#### ACTIVITY
Output every entry below exactly, without its pictures.

Data excerpts:
○ ○ ○ ○

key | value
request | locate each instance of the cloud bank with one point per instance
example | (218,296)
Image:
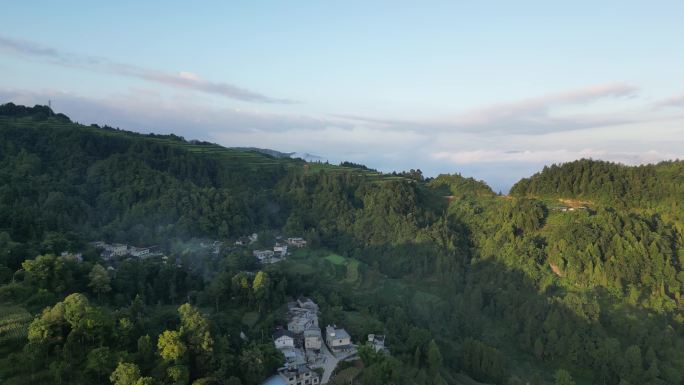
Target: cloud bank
(184,80)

○ ○ ○ ○

#### YOUR RESPONSE
key | value
request | locate each instance of the cloud bank with one point per instance
example | (218,296)
Image:
Target: cloud bank
(184,80)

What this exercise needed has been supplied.